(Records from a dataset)
※ ※ ※

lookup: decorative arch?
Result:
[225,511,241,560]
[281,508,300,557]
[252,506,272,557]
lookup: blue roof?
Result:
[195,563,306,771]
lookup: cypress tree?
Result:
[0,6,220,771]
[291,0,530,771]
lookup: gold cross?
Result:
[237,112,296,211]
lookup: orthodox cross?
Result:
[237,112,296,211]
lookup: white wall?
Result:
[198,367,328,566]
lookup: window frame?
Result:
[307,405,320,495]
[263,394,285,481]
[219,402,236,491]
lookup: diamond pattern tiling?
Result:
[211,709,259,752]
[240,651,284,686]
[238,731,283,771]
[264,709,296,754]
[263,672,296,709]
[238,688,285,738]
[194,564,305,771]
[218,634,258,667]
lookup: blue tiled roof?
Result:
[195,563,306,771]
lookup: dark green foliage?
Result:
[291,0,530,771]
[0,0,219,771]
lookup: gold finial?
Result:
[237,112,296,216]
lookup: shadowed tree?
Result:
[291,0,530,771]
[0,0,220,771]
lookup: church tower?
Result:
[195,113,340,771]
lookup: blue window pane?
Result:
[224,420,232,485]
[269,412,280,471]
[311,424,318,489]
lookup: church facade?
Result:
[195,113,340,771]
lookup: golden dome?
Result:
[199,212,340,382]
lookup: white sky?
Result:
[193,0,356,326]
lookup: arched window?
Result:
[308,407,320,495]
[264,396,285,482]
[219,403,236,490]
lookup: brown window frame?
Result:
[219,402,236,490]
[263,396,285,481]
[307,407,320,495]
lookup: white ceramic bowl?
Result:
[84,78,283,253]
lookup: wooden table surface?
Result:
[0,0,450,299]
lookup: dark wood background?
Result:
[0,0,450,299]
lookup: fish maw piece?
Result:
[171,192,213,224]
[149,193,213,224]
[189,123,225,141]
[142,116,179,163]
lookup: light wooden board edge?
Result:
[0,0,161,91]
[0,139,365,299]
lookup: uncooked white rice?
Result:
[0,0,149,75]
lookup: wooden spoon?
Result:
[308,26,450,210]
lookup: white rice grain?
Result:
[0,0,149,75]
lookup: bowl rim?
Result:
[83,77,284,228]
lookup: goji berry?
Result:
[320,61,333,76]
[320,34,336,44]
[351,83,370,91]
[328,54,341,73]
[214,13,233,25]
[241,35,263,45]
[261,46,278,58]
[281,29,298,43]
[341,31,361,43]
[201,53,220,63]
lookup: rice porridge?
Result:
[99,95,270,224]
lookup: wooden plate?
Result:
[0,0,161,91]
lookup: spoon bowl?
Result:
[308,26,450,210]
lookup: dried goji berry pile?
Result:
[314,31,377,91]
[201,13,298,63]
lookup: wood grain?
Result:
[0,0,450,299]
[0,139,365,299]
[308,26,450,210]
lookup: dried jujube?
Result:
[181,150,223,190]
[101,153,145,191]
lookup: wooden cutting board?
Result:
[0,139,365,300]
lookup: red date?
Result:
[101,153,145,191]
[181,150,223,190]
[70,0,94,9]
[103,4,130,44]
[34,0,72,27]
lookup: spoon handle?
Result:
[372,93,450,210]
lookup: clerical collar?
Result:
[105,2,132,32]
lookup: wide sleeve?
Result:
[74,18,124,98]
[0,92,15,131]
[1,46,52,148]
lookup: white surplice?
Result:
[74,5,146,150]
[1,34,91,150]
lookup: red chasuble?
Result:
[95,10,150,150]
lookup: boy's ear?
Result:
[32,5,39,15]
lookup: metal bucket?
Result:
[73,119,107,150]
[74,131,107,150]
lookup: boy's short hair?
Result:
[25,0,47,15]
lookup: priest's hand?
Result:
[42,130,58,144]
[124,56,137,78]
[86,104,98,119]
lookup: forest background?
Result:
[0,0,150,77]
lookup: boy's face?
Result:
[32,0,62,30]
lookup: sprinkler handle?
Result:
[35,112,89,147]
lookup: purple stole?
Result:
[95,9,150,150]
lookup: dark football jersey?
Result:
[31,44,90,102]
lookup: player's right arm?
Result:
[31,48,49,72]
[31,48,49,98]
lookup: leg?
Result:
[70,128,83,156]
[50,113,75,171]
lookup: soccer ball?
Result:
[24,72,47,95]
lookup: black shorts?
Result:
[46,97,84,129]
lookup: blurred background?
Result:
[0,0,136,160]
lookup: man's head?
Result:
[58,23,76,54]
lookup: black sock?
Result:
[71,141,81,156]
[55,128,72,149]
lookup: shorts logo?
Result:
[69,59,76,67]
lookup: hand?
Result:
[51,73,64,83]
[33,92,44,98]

※ ※ ※

DIRECTIVE -> Locate every line in the entries above that contains the word "bowl", and copy each of those lines.

TASK RESULT ->
lookup: white ceramic bowl?
lookup: bowl rim?
lookup: spoon bowl?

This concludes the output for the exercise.